Ophélie Lamiable, nel villaggio di Tours-sur-Marne, alla scoperta di questa realtà capitanata da Ophélie e supportata dal marito
23 Aprile 2022
Poche centinaia di metri da una delle più conosciute e famose maison di Champagne, Laurent-Perrier, nel paese di Tours-sur-Marne, si nasconde un piccolo borghetto del diciannovesimo secolo, dove oggi si trova l’azienda Ophélie Lamiable. L’accoglienza di Ophélie comincia con la spiegazione della storia della sua azienda, fondata dal bisnonno, il quale conferiva le uve alla, già citata, famosa maison limitrofa. Fu il nonno che, grazie alla pressa prestata da un amico, cominciò ad imbottigliare le prime bottiglie e il papà che consolidò la produzione, dal 1972, concentrandosi sulla produzione di Champagne, abbandonando quella che era l’altra attività parallela, legata all’allevamento di bestiame.
Ophélie, dopo aver vissuto con la mamma a Nizza è tornata nel piccolo villaggio natale all’età di vent’anni, un po’ incerta sul da farsi per il suo futuro lavorativo. La sua volontà era quella di lavorare nel mondo del vino, ma fu ampiamente scoraggiata dai vecchi professori, ammettendo che la chimica non era la sua materia preferita. Lo slancio in questo settore dopo aver frequentato una scuola ad Avize, per poter lavorare e condurre una cantina, colmando anche le sue lacune nell’ostica materia. Dal 2003 entro nella cantina di famiglia, per poi assumerne le redini dal 2006.
L’azienda Lamiable è composta da cinque ettari e mezzo, principalmente a Tours-sur-Marne, oltre ad un ettaro a Buzy, tutti con il comune denominatore di essere caratterizzati da terreni di gesso molto duro. In realtà anche il marito di Ophélie, Arnaud possiede due ettari vitati, le cui uve vengono vinificate nella vicina cooperativa, con l’idea, nel breve termine, di portare tutto il raccolto in cantina, dividendo i due brand in Lamiable e Lapis-Lamiable.

• • • • • • •

CONSEGNE »
A: Secondo il brano, in che anno Ophélie ha assunto le redini della cantina di famiglia?
B: Ricopia dal brano il tratto che va da "Ophélie, dopo aver" a "redini dal 2006.".
C: Traduci in inglese questa frase del brano: "L’azienda Lamiable è composta da cinque ettari e mezzo, principalmente a Tours-sur-Marne, oltre ad un ettaro a Buzy, tutti con il comune denominatore di essere caratterizzati da terreni di gesso molto duro."
Il materiale proviene da una fonte diversa.

MATERIALE »
• • • • • • •

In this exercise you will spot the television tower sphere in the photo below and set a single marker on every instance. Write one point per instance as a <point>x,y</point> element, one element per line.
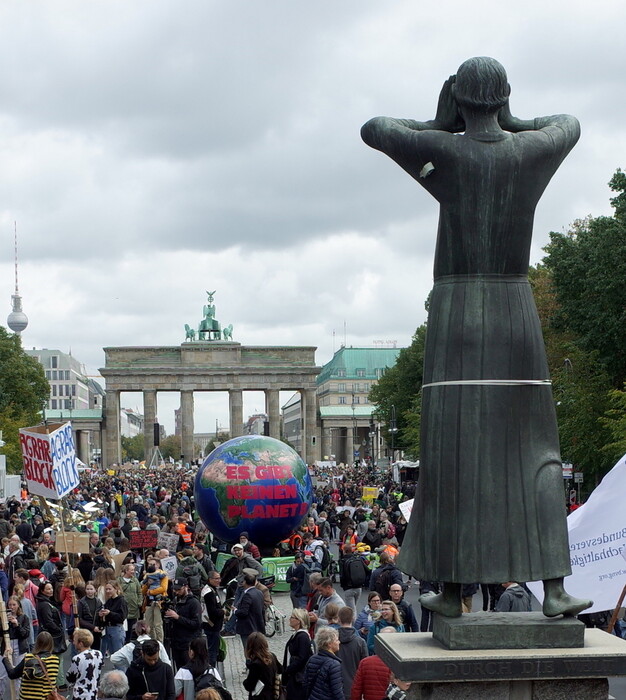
<point>17,319</point>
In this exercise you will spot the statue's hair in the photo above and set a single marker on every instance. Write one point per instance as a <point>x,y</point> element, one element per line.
<point>481,84</point>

• • • • • • •

ESITI PER CONSEGNA »
A: Nel 2006.

B:
Ophélie, dopo aver vissuto con la mamma a Nizza è tornata nel piccolo villaggio natale all’età di vent’anni, un po’ incerta sul da farsi per il suo futuro lavorativo. La sua volontà era quella di lavorare nel mondo del vino, ma fu ampiamente scoraggiata dai vecchi professori, ammettendo che la chimica non era la sua materia preferita. Lo slancio in questo settore dopo aver frequentato una scuola ad Avize, per poter lavorare e condurre una cantina, colmando anche le sue lacune nell’ostica materia. Dal 2003 entro nella cantina di famiglia, per poi assumerne le redini dal 2006.

C: The Lamiable estate consists of five and a half hectares, mainly in Tours-sur-Marne, plus one hectare in Buzy, all sharing the common trait of very hard chalk soils.